RECORDS TO PROCESS -
__________________________________________________

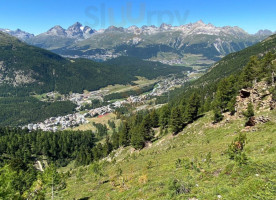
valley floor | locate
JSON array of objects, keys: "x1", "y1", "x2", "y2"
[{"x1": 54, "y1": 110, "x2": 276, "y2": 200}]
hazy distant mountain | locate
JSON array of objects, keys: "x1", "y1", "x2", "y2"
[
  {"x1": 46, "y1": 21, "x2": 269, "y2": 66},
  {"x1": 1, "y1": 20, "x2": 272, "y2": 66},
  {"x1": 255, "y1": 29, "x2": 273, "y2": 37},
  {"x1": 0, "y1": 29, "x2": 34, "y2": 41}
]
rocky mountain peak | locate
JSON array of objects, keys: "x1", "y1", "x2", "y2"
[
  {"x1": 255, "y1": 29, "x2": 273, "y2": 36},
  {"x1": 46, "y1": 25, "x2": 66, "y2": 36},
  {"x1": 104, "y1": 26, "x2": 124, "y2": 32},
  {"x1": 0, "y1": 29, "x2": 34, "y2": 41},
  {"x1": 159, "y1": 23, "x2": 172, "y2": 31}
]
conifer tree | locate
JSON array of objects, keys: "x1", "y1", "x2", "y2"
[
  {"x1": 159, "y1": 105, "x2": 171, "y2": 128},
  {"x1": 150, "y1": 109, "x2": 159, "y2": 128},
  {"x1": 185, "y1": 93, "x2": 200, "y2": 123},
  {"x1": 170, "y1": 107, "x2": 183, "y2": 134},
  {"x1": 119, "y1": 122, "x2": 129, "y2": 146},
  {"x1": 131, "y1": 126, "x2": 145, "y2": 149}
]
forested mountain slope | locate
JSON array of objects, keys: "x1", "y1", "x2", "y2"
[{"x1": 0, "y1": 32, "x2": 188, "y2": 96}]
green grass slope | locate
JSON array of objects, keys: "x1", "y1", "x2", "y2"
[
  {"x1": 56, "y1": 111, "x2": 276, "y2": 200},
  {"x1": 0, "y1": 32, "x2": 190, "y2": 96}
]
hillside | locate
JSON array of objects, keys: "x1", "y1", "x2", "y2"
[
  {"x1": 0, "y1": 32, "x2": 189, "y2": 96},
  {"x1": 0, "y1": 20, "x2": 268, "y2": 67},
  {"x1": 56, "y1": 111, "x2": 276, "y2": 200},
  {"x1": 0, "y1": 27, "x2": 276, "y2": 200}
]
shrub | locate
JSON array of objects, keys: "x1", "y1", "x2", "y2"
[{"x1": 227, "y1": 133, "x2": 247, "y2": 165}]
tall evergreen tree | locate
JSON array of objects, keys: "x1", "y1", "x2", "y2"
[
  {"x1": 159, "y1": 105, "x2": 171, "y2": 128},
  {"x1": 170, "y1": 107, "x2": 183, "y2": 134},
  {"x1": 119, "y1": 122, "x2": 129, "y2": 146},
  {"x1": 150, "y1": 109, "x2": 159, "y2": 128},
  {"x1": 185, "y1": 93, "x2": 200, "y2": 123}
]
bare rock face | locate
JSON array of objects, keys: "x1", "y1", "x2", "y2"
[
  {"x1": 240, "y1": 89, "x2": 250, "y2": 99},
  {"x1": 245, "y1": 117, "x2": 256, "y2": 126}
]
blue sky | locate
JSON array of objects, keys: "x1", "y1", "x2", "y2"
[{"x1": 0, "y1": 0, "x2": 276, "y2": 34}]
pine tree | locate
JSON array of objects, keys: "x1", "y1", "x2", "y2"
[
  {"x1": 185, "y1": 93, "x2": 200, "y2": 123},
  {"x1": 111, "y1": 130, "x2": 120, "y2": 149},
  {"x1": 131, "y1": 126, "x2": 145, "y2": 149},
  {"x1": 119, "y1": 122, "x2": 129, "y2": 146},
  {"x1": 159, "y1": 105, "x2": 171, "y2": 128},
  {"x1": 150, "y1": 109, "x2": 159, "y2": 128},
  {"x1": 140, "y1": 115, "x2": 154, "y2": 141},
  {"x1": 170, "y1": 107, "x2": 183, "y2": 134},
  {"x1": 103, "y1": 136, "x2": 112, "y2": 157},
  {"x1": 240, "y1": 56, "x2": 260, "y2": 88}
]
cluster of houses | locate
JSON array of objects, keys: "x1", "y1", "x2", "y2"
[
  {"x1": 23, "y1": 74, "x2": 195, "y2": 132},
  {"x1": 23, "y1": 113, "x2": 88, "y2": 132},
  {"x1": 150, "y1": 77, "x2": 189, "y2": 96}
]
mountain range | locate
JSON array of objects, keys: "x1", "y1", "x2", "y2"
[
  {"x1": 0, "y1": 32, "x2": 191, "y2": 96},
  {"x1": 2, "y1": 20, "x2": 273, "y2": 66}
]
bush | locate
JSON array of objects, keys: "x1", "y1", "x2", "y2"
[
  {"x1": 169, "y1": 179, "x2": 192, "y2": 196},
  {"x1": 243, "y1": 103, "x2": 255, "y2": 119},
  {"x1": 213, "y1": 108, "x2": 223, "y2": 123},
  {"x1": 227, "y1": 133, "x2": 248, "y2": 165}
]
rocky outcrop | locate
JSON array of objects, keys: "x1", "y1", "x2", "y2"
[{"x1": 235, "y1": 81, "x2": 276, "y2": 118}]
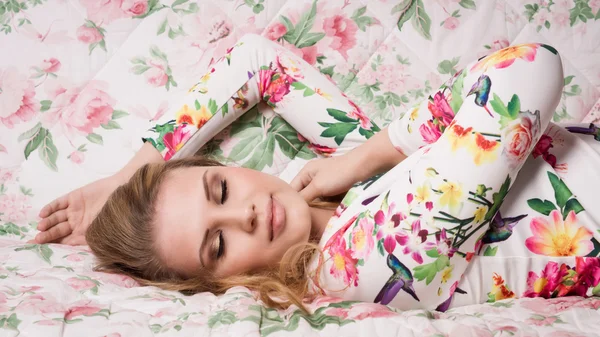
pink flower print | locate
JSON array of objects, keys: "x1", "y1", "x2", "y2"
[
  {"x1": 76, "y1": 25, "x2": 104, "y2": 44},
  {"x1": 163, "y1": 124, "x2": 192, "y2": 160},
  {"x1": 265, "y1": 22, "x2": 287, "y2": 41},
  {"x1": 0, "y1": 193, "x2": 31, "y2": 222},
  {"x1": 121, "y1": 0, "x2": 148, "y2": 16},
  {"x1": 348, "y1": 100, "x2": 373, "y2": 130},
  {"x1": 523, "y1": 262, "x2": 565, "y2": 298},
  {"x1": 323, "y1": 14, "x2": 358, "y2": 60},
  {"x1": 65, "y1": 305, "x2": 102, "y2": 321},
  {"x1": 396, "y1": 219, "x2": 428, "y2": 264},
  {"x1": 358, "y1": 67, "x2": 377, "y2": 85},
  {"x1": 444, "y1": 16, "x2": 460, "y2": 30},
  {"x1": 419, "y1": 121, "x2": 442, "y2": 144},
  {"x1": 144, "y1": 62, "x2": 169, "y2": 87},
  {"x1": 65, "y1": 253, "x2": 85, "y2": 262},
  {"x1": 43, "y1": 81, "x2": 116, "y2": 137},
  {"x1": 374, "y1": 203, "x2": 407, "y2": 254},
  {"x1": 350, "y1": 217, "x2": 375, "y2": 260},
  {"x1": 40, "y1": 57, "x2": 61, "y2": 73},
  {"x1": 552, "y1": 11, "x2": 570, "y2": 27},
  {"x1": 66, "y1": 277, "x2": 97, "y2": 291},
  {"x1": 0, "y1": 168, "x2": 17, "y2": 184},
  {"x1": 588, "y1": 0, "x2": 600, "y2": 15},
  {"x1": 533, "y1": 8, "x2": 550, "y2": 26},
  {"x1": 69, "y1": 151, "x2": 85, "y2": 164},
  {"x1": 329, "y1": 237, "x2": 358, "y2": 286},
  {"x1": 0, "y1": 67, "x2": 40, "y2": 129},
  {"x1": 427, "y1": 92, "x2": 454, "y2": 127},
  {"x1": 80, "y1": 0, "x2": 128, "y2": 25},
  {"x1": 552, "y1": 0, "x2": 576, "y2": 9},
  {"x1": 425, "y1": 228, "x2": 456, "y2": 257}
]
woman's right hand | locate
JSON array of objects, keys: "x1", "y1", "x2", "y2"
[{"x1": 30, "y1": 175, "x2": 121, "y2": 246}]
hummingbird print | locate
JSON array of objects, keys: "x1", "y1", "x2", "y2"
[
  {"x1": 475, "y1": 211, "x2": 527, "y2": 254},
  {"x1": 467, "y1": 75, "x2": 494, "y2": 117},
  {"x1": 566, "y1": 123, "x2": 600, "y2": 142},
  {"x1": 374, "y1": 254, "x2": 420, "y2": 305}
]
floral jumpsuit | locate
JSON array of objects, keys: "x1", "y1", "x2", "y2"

__________________________________________________

Copy the lines of the records character for character, starting with the line containing "hummingbird print | locate" and continuing through the final line of the records.

OUTPUT OF THE EXERCISE -
hummingbird print | locate
JSON array of objects, keys: "x1", "y1", "x2", "y2"
[
  {"x1": 475, "y1": 211, "x2": 527, "y2": 254},
  {"x1": 467, "y1": 75, "x2": 494, "y2": 117},
  {"x1": 566, "y1": 123, "x2": 600, "y2": 142},
  {"x1": 374, "y1": 254, "x2": 420, "y2": 305}
]
floral jumpsuit | locate
JSON array of objects, keys: "x1", "y1", "x2", "y2"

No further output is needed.